## Task item
Answer these questions from the passage on gene-based association tests, one answer per line, marked as the questions are:
(a) Testing genes reduces the multiple-testing burden from millions of individual SNP tests to roughly how many genes?
(b) Which procedure does GATES use in an extended form?
(c) Into which two categories can the methods for combining p values in gene-based tests be divided?

## Document passage
Competing interests: The authors have declared that no competing interests exist.
Introduction
Genome wide association studies (GWAS) have generated a wealth of information about genes and genetic variants influencing various diseases and traits. [1] The vast majority of GWAS have focused on single-marker analysis and tests for significance were “corrected” for multiple hypotheses testing to obtain the correct false positive rates. Because the number of markers tested in such studies is large, a single nucleotide polymorphism (SNP) needs to have a strong effect or the sample size needs to be large enough to cross the stringent genome wide significance thresholds. Furthermore, many complex traits are thought to result from the interplay of multiple genetic and environmental factors, which are not captured by single SNP association tests. Given these limitations of single-marker analysis, many multi-marker approaches for association testing have been proposed and are increasingly being used to complement single SNP analyses [2–11].
Genes are the basic functional units of the genome and multiple polymorphisms within or near a gene can jointly affect its products. Thus, multi-marker association tests can realistically model the multiplicity that occurs biologically. While individual causal variants might show only a marginal signal of association, jointly utilizing all informative SNPs within a gene may detect their manifold effects. Testing genes also reduces the burden of multiple testing from millions of individual SNP tests to around 20,000 genes. Gene-based methods may also be less sensitive to differences in allele frequency and linkage disequilibrium patterns between population groups (and, therefore, may produce more replicable results).
To date many gene-based association tests have been proposed [4–10]. Most of these approaches first assign a subset of SNPs to a particular gene based on their location in the genome; they then seek to calculate a gene-based p value based on the individual SNP association tests. Versatile gene-based association study (VEGAS) is a gene-based method that combines the chi-square test statistics of individuals SNPs, while accounting for their dependence [5]. Li et al. proposed a gene-based association test that uses an extended Simes procedure (GATES). This method obtains a gene-based p value by integrating the p values of individual variants while accounting for pairwise correlations between variants when calculating the effective number of independent tests [7]. SKAT is a logistic kernel machine based test that can account for non-linear effects when determining the gene-level significance [6,8].
Generally, the methods used for combining p values in gene-based tests can be divided into 2 categories: best-SNP picking and all SNP aggregating tests. Best-SNP picking tests use only one SNP-based p value after accounting for multiple testing adjustment. GATES is an example of a testing method that falls within this category. All-SNP aggregating tests, such as VEGAS-SUM and SKAT, attempt to accumulate the effects of all SNPs into a test when determining the overall p value. HYST is a recently developed hybrid method that use both these kinds of approaches in its calculations [10].

## Records shown
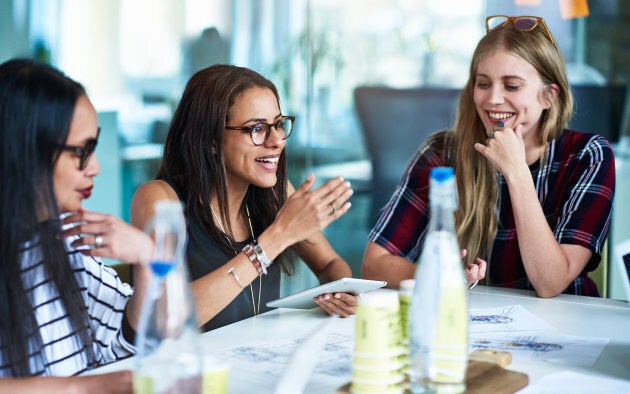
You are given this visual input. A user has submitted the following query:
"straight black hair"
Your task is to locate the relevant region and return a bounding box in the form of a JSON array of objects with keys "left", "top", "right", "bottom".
[{"left": 0, "top": 59, "right": 96, "bottom": 377}]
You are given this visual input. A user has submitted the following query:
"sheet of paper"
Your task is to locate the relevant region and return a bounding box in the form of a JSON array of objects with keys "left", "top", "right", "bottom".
[
  {"left": 469, "top": 332, "right": 609, "bottom": 366},
  {"left": 468, "top": 305, "right": 556, "bottom": 333},
  {"left": 216, "top": 333, "right": 354, "bottom": 393},
  {"left": 518, "top": 371, "right": 630, "bottom": 394}
]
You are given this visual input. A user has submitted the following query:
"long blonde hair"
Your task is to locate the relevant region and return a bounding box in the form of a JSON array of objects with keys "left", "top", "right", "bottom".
[{"left": 453, "top": 20, "right": 573, "bottom": 262}]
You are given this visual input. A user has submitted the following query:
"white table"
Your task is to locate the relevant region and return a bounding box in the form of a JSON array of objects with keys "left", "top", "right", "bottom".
[{"left": 94, "top": 286, "right": 630, "bottom": 393}]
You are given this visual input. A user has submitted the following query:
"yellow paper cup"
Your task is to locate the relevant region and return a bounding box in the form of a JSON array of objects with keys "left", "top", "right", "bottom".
[
  {"left": 354, "top": 289, "right": 401, "bottom": 353},
  {"left": 202, "top": 356, "right": 230, "bottom": 394}
]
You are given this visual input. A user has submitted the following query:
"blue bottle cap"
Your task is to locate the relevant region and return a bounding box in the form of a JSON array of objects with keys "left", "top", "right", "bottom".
[{"left": 431, "top": 167, "right": 455, "bottom": 182}]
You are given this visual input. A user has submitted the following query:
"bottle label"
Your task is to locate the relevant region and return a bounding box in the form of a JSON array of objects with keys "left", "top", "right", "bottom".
[{"left": 432, "top": 284, "right": 468, "bottom": 383}]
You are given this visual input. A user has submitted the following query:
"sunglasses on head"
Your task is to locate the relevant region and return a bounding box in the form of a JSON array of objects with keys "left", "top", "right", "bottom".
[{"left": 486, "top": 15, "right": 554, "bottom": 44}]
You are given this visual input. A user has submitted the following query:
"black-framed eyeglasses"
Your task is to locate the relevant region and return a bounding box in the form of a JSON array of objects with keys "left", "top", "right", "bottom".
[
  {"left": 486, "top": 15, "right": 554, "bottom": 44},
  {"left": 59, "top": 127, "right": 101, "bottom": 171},
  {"left": 225, "top": 116, "right": 295, "bottom": 146}
]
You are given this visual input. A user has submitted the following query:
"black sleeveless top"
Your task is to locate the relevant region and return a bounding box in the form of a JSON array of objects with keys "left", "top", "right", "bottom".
[{"left": 162, "top": 178, "right": 281, "bottom": 332}]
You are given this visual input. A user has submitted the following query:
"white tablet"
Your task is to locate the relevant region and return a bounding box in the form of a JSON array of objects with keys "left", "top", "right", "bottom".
[{"left": 267, "top": 278, "right": 387, "bottom": 309}]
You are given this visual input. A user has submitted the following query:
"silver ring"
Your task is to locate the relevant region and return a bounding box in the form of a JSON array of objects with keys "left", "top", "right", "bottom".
[{"left": 94, "top": 234, "right": 103, "bottom": 249}]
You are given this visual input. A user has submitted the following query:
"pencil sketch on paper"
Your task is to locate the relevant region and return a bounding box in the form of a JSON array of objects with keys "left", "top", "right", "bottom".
[
  {"left": 219, "top": 333, "right": 354, "bottom": 379},
  {"left": 469, "top": 332, "right": 608, "bottom": 365},
  {"left": 473, "top": 337, "right": 562, "bottom": 353},
  {"left": 468, "top": 305, "right": 554, "bottom": 332}
]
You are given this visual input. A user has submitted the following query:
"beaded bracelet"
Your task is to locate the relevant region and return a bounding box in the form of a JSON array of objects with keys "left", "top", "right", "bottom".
[
  {"left": 253, "top": 239, "right": 273, "bottom": 268},
  {"left": 228, "top": 267, "right": 245, "bottom": 289},
  {"left": 243, "top": 244, "right": 267, "bottom": 276}
]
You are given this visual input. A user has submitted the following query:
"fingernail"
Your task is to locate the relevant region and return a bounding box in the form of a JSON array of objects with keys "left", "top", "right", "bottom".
[{"left": 61, "top": 220, "right": 87, "bottom": 231}]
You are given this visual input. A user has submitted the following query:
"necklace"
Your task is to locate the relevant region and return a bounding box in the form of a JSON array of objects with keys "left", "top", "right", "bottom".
[{"left": 210, "top": 204, "right": 262, "bottom": 316}]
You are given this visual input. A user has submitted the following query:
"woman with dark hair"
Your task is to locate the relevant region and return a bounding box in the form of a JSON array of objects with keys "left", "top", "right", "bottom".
[
  {"left": 131, "top": 65, "right": 356, "bottom": 330},
  {"left": 0, "top": 59, "right": 152, "bottom": 393},
  {"left": 362, "top": 15, "right": 615, "bottom": 297}
]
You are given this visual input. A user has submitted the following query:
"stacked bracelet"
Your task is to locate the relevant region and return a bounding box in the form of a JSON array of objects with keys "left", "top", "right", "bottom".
[
  {"left": 228, "top": 267, "right": 245, "bottom": 289},
  {"left": 243, "top": 244, "right": 267, "bottom": 276},
  {"left": 253, "top": 239, "right": 273, "bottom": 268}
]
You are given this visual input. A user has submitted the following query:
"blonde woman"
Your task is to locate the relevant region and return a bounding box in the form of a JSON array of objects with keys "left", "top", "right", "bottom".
[{"left": 362, "top": 15, "right": 615, "bottom": 297}]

## Task answer
(a) Around 20,000 genes.
(b) The Simes procedure.
(c) Best-SNP picking tests and all-SNP aggregating tests.